■ WORK TO COMPLETE ■
Please output all of the entries exactly and omit any images they hold.

-.-.-

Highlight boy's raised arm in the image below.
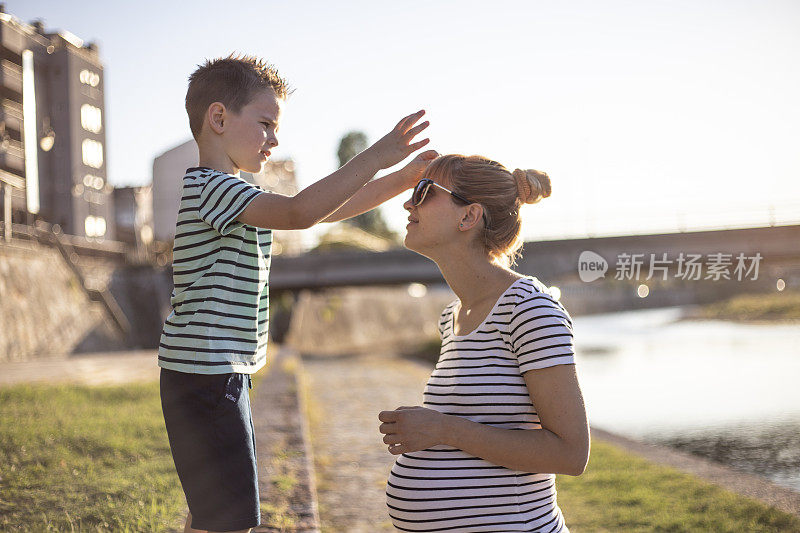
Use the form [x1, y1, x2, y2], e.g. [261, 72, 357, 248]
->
[236, 110, 429, 230]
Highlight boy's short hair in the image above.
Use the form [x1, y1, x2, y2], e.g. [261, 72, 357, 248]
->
[186, 53, 291, 140]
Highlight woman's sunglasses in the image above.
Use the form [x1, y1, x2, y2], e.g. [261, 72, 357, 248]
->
[411, 178, 471, 207]
[410, 178, 490, 227]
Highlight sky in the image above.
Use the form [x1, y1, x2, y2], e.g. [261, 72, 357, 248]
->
[10, 0, 800, 242]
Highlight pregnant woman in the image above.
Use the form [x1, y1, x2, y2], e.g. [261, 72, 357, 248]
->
[379, 154, 590, 532]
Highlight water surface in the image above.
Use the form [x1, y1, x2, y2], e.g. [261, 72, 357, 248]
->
[572, 307, 800, 491]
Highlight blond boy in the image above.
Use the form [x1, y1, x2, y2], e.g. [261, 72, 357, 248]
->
[159, 54, 433, 533]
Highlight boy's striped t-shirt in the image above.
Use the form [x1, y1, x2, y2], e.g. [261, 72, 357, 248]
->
[158, 166, 271, 375]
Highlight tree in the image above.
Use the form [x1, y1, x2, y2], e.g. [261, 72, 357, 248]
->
[336, 131, 396, 240]
[337, 131, 368, 167]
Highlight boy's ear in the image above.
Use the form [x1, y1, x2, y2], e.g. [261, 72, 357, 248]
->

-.-.-

■ ANSWER TO THIS PROBLEM ■
Highlight boy's raised arm in the image below.
Use the form [x1, y1, x2, y2], e.g. [261, 72, 357, 248]
->
[236, 110, 429, 230]
Highlight boy's short hair in the image above.
Use the form [x1, y1, x2, y2], e.g. [261, 72, 357, 248]
->
[186, 53, 291, 140]
Highlight woman's sunglasses in the image above.
Use the form [x1, y1, x2, y2], e.g. [261, 72, 357, 248]
->
[411, 178, 471, 207]
[410, 178, 490, 227]
Highlight sky in the image above.
Use the form [x1, y1, x2, y2], e.g. [261, 72, 357, 248]
->
[10, 0, 800, 242]
Highlight pregnant woman in the image above.
Use the form [x1, y1, x2, y2], e.g. [261, 72, 357, 248]
->
[379, 154, 590, 532]
Highlight water surface in the image above.
Use the form [x1, y1, x2, y2], e.g. [261, 72, 357, 248]
->
[572, 307, 800, 491]
Highlight blond boy in the image above.
Use the form [x1, y1, x2, y2], e.g. [261, 72, 357, 248]
->
[159, 54, 433, 533]
Highlight boy's striped t-shirt in the image above.
Use the form [x1, y1, x2, y2], e.g. [261, 72, 357, 248]
->
[158, 166, 271, 375]
Highlight tree in the image above.
Use the form [x1, y1, x2, y2], e.g. [261, 72, 357, 248]
->
[336, 131, 396, 240]
[337, 131, 368, 167]
Highlight boy's ear in the image above.
Use the form [x1, y1, x2, y2], e.g. [261, 72, 357, 248]
->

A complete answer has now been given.